▶ DESCRIPTION OF THE TASK
Collect every line of the data below that contains the string "bush", matching case exactly.
** START OF RECORD EXCERPTS **
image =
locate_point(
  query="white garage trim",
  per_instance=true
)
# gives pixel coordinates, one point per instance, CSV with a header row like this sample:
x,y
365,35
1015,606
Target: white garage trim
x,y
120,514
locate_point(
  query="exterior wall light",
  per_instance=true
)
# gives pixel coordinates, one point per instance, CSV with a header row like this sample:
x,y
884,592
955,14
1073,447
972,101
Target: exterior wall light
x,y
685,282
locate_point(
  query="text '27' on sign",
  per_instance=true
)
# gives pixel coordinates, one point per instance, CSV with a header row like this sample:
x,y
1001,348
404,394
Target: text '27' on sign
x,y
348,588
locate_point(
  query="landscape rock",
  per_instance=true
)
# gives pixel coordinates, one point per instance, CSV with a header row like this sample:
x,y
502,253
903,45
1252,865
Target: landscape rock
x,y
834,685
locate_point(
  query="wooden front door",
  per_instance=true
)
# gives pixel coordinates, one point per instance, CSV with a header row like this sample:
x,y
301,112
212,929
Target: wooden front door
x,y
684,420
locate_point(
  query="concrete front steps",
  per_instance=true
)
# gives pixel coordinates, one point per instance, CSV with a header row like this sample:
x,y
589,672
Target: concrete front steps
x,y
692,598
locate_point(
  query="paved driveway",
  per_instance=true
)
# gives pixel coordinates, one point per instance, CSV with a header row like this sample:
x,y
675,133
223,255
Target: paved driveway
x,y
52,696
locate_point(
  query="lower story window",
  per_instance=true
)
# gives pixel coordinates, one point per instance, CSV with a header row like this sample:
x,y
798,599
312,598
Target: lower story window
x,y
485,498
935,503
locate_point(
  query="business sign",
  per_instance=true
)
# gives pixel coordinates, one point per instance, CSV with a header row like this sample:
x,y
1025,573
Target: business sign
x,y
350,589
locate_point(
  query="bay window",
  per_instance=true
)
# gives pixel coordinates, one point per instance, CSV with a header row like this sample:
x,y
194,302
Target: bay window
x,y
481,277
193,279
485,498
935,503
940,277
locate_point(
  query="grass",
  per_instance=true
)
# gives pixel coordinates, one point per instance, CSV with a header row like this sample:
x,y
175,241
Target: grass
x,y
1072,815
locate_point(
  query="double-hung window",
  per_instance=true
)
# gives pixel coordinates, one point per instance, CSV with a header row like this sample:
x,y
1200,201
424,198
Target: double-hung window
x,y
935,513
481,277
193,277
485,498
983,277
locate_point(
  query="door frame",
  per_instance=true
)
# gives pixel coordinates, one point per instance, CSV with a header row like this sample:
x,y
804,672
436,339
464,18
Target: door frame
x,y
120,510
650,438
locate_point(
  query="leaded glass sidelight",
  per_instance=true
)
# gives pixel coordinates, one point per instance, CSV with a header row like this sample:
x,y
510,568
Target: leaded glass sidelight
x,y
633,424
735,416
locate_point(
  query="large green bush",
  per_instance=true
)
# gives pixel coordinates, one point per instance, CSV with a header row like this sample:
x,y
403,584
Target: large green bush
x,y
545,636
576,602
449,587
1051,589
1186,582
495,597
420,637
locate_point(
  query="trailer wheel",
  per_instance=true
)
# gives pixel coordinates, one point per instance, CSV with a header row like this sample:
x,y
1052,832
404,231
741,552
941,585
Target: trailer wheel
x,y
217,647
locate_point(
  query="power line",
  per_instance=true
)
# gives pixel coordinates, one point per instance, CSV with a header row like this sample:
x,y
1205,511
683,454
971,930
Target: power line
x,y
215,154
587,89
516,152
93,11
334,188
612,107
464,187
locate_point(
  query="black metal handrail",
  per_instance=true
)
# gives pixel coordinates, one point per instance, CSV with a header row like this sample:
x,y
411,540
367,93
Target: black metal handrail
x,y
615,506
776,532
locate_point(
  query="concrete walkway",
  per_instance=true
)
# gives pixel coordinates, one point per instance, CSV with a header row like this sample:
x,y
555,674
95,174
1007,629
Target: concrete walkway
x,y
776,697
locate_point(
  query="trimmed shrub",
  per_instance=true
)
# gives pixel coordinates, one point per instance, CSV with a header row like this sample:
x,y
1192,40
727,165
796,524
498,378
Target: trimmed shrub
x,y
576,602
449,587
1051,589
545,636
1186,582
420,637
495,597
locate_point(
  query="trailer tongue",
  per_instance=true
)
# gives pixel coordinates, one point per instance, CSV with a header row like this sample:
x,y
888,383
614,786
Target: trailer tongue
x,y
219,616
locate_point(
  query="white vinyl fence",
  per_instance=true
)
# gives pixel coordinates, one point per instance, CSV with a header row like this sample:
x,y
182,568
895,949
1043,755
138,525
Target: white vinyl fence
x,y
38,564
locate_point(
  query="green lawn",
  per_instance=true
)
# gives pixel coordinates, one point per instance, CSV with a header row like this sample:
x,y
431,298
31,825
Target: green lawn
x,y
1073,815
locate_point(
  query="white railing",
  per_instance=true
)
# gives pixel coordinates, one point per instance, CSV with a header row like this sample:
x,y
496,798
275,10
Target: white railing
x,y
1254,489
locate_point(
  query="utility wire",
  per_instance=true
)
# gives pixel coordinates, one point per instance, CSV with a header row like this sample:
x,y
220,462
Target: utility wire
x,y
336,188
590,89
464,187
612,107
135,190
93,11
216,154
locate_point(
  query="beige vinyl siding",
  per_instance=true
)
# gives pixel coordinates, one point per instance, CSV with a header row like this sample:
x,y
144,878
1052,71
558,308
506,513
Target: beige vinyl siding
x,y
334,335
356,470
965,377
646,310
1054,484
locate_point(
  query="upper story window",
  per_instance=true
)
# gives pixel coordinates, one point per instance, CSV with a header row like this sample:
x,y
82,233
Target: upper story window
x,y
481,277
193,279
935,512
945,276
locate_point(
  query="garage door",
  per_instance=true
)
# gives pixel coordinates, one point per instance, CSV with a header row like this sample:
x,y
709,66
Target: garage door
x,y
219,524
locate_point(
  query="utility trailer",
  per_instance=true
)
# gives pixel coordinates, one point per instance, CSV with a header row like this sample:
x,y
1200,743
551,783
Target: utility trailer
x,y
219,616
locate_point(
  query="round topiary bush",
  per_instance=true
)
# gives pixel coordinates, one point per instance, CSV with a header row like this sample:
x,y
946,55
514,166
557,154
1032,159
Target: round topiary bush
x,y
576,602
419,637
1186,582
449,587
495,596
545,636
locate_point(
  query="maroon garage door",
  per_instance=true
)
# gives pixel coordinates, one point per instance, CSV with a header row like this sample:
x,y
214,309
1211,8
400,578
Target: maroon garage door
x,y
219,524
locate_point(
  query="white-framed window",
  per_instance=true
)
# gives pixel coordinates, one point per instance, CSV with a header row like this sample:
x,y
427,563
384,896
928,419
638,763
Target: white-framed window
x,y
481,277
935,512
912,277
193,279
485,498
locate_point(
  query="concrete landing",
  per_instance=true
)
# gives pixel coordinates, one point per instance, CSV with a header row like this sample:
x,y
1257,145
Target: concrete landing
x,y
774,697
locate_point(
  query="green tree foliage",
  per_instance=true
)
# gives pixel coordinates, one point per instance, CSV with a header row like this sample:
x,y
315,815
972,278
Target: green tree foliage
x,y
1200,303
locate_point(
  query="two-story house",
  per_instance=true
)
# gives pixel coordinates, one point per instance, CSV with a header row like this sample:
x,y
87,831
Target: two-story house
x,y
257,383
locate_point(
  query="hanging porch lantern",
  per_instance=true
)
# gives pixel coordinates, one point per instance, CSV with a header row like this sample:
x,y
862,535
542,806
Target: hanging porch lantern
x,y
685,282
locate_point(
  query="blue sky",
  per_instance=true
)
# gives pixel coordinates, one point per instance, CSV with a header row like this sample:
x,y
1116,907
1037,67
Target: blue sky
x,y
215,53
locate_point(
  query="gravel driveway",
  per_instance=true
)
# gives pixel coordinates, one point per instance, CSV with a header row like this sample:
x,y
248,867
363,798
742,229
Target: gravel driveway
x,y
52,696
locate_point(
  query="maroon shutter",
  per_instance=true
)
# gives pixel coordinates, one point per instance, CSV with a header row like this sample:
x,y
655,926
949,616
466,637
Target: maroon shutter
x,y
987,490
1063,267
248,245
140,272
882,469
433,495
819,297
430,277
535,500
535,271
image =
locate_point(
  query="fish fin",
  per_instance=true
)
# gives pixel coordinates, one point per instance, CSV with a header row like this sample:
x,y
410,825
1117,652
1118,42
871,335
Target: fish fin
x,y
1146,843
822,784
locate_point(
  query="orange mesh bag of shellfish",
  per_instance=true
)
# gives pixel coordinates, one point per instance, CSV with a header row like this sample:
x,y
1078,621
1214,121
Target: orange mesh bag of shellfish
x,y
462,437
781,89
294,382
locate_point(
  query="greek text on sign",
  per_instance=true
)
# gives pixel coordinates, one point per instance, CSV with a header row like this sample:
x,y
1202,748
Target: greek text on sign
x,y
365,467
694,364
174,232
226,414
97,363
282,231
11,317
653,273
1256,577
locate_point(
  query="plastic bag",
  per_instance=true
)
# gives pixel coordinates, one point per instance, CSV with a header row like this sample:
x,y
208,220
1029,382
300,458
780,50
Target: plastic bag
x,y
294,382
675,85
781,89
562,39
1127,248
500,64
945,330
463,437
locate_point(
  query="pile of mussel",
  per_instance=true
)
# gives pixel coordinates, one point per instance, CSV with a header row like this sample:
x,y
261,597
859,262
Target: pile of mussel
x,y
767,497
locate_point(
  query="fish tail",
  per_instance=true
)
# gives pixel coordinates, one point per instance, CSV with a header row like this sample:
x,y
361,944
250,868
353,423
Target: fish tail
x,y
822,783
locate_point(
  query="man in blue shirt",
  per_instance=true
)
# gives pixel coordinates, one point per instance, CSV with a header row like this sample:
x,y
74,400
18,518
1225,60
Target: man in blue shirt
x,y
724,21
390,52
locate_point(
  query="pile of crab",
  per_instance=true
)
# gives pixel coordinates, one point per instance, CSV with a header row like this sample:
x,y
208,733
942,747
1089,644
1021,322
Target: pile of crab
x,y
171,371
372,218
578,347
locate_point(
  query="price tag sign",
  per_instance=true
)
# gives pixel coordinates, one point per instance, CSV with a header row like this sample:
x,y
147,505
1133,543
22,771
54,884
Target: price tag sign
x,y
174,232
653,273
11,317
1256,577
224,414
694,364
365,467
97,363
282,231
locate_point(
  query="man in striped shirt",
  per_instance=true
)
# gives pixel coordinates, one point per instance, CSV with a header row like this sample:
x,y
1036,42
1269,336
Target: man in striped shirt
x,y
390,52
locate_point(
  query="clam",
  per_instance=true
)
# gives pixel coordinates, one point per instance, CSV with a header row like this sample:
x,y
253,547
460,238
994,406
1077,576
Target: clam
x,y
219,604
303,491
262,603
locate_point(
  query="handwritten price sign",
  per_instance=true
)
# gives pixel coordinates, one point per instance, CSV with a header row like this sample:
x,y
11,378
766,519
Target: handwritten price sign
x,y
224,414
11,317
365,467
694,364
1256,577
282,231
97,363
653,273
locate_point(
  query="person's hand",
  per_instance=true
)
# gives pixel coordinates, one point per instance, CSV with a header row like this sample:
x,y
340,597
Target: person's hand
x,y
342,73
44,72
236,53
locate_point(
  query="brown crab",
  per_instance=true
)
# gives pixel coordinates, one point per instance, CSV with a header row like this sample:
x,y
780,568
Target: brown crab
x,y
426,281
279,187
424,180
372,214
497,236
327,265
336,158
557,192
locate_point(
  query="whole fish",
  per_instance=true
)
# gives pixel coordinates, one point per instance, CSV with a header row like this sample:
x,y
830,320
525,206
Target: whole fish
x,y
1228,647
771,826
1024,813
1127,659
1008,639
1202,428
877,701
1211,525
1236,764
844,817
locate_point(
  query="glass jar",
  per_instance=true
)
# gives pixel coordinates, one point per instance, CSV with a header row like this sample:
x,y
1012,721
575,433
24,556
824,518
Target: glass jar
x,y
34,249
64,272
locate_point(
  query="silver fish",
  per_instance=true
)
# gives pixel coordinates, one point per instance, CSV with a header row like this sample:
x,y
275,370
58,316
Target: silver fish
** END OF RECORD EXCERPTS **
▶ WORKED SOLUTION
  query="large green bush",
Target: large green bush
  query="round topiary bush",
Target: round topiary bush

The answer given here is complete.